Reproduce each line of the material precisely.
BEGIN Excerpted data
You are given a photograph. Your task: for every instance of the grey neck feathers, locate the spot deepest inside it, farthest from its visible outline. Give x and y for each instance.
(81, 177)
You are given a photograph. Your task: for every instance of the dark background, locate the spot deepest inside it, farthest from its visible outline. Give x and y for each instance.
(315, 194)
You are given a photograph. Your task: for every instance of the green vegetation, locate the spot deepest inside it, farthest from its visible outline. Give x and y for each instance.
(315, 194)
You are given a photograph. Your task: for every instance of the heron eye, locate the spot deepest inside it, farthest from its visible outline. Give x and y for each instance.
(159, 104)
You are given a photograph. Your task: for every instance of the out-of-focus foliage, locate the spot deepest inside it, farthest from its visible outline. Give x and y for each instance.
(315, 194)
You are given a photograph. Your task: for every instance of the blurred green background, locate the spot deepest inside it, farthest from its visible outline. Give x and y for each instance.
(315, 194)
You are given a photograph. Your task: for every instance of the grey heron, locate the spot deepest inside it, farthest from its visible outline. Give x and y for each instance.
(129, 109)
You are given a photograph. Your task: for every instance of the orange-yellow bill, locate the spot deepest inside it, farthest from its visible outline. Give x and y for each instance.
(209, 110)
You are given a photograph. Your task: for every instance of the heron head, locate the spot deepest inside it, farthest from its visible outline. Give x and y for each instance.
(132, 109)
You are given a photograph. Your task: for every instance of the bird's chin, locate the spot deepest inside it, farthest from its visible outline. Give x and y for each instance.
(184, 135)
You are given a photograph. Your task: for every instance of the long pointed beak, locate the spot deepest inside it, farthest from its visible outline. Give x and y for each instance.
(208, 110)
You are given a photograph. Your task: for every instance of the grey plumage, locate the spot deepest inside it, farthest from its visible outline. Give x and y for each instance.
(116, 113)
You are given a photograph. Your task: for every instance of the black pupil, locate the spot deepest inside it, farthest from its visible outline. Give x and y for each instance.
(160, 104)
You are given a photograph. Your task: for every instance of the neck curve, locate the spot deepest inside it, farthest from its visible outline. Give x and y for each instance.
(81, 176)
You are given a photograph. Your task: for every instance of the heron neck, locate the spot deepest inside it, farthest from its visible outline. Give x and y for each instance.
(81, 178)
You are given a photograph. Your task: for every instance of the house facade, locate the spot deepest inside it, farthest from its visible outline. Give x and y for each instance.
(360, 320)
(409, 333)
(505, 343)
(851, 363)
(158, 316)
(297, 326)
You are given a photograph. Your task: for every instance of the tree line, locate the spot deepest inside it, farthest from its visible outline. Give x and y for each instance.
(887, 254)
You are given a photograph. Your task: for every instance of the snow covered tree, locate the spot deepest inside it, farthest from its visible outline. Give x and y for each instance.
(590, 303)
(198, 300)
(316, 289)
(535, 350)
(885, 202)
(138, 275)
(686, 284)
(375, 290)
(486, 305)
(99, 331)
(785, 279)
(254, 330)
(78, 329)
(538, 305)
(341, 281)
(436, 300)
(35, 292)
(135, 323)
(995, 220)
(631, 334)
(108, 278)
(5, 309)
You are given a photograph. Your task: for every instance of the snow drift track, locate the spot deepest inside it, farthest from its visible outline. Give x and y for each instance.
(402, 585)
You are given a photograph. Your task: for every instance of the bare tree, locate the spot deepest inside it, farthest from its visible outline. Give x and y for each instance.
END Excerpted data
▸ Reply to the exercise
You are given a photograph. Your task: for every instance of the grey neck feathers, locate the spot deepest inside it, farthest from its visible outline. Give x and y for each instance.
(81, 177)
You are given a photograph. Your task: for every instance of the dark background, locate the spot deepest inside it, farthest from its visible outline. Give x and y for each instance.
(315, 194)
You are given a photograph. Your task: for every instance of the green vegetation, locate the spot deepest inside it, farthest from its visible outline. Give x and y for each instance.
(315, 194)
You are given a photograph. Your task: for every instance of the heron eye, locate the spot deepest inside it, farthest from its visible outline. Give x and y for each instance.
(159, 104)
You are given a photograph. Your task: for every instance of the out-of-focus foliage, locate the spot deepest inside it, farthest from its visible outline. Give x and y for each instance.
(315, 194)
You are given a photograph. Your task: for every instance of the blurred green background, locate the spot deepest inside it, farthest from its visible outline. Give x and y for each instance.
(315, 194)
You are given a photograph. Your task: for every instance of the grey heron, locate the spot deepest inside it, farthest from its visible outline. Give x and y for each instance.
(129, 109)
You are given a photograph. Your task: for every instance of the orange-yellow bill, locate the spot deepest inside it, farthest from its visible outline. Give x and y for each instance.
(209, 110)
You are given a photograph. Your task: for every instance of the heron head, locate the spot deepest inside it, farthest from its visible outline. Give x and y for each instance.
(132, 109)
You are given a photograph. Your task: for every instance of the bird's chin, locate the spot deepest inside it, farthest from its visible outline. Give x and y for each instance.
(184, 135)
You are given a photograph. Your task: for every instance of the long pointed beak, locate the spot deepest inside it, farthest from its visible outline. Give x and y for each instance.
(208, 110)
You are given a photograph. Your task: for every instance of the grey plumage, locate the spot deepest inside it, farthest from its visible outline. Give x and y for each instance.
(116, 113)
You are given a photograph. Your task: for every instance of the black pupil, locate the spot deepest inside it, farthest from its visible outline. Give x and y for each instance.
(160, 104)
You are given a photograph. Your task: for every instance of the neck curve, locate the spot deepest inside it, farthest from its visible outline. Give x and y for each instance.
(81, 176)
You are given a photograph. Your task: for every instance of the heron neck, locate the spot deepest inside it, farthest from its visible outline. Give x and y for each instance.
(81, 178)
You are given a photograph. Your task: for every instance of the house facade, locate the spot deepest inside it, farthest from its visible outline. Give x and y for each instance.
(360, 320)
(409, 333)
(505, 343)
(851, 363)
(158, 316)
(297, 326)
You are given a photograph. Your task: for every instance of the tree line, locate the spot deepest inside it, farthest from its visible outline. Give x and y for each instance.
(887, 254)
You are given a photograph. Your task: for every instance of the snow covered tree, locate the spot deepest inside it, farthest from its visible outline. Give x and y for each instance.
(590, 303)
(198, 300)
(316, 289)
(535, 350)
(885, 202)
(138, 275)
(686, 284)
(375, 290)
(486, 305)
(99, 331)
(785, 279)
(254, 330)
(78, 329)
(538, 305)
(341, 281)
(436, 300)
(35, 292)
(135, 323)
(995, 220)
(631, 334)
(108, 278)
(5, 309)
You are given a photograph. Your task: for every instance of the snow drift track, locate the spot deepest inside it, farthest from its visible outline. Give x and y for each instance.
(402, 585)
You are given a photograph. Your task: for every instance of the bare tree, locate the spot deepest inside it, farthest from its visible outline. Give x and y for each instance.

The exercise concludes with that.